● 文書本文:

'''

犬の白内障

犬の白内障は、水晶体が白濁することによって視覚障害を引き起こす。
主な原因としては遺伝・外傷・糖尿病など多岐にわたりますが、今回は当院で一番多く遭遇する加齢による白内障についてお話しします。

白内障の水晶体
白内障は水晶体の白濁の程度で「初発白内障」「未熟白内障」「成熟白内障」「過熟白内障」に分類され、「初発・未熟白内障」では白濁はわずかに見られますが、飼い主様も気が付かない場合がほとんどで視覚障害はありません。
しかしさらに進行すると水晶体全体が白濁し、光は感じることはできても視覚障害を起こして物にぶつかったり、動くことをためらったりするようなことが起こります。
このような視覚障害以外に、進行に伴ってほとんどの症例で「水晶体起因性虹彩・毛様体炎」を発症し、そのまま放置すると「緑内障」「水晶体脱臼」「網膜剝離」などの合併症を引き起こし、眼の機能を失ってしまいます。

'''

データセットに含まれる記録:
'''

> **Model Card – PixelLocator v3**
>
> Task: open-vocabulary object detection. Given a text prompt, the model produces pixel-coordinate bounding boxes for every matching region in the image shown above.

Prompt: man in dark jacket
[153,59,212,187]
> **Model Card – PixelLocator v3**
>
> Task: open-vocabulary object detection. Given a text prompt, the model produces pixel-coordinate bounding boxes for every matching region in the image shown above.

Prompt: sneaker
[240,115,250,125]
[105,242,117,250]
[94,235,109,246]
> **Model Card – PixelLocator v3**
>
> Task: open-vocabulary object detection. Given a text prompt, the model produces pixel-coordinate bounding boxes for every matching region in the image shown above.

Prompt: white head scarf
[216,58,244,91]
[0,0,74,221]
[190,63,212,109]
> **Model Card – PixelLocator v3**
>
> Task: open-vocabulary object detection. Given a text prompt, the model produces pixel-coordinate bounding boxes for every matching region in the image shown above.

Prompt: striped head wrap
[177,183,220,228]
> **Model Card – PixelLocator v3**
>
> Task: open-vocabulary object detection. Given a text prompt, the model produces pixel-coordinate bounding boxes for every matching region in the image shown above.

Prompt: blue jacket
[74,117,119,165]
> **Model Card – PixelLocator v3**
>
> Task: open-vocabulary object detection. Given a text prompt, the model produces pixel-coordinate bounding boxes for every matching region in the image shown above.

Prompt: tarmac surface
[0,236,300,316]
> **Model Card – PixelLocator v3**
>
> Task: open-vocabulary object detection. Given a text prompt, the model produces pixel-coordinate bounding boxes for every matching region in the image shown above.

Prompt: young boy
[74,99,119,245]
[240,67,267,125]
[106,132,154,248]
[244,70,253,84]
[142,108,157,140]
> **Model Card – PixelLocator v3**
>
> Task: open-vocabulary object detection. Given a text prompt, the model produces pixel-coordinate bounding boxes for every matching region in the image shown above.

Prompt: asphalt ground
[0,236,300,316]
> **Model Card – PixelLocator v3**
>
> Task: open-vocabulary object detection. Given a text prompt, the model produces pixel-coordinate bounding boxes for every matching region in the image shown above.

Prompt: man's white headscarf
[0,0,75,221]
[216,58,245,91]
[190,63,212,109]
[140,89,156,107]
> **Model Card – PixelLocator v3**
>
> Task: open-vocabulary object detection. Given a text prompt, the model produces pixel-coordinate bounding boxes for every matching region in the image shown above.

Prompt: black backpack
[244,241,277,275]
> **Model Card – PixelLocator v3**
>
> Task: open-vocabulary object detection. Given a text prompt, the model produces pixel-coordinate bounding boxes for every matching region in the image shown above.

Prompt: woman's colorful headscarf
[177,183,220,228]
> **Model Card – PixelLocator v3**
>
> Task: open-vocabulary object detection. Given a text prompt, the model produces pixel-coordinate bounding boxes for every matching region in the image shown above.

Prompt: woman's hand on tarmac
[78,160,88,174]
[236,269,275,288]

'''

● 必須課題:
a: 犬の白内障の本文にある次の一文を英語に訳してください。「しかしさらに進行すると水晶体全体が白濁し、光は感じることはできても視覚障害を起こして物にぶつかったり、動くことをためらったりするようなことが起こります。」
b: 犬の白内障の本文のうち、「主な原因としては遺伝・外傷・」で始まり「んどで視覚障害はありません。」で終わる部分を、そのまま繰り返して書くこと。

● 課題別の回答:
a: However, as it progresses further, the entire lens becomes cloudy, and although light can still be perceived, visual impairment develops, leading to things such as bumping into objects or hesitating to move.

b:
主な原因としては遺伝・外傷・糖尿病など多岐にわたりますが、今回は当院で一番多く遭遇する加齢による白内障についてお話しします。

白内障の水晶体
白内障は水晶体の白濁の程度で「初発白内障」「未熟白内障」「成熟白内障」「過熟白内障」に分類され、「初発・未熟白内障」では白濁はわずかに見られますが、飼い主様も気が付かない場合がほとんどで視覚障害はありません。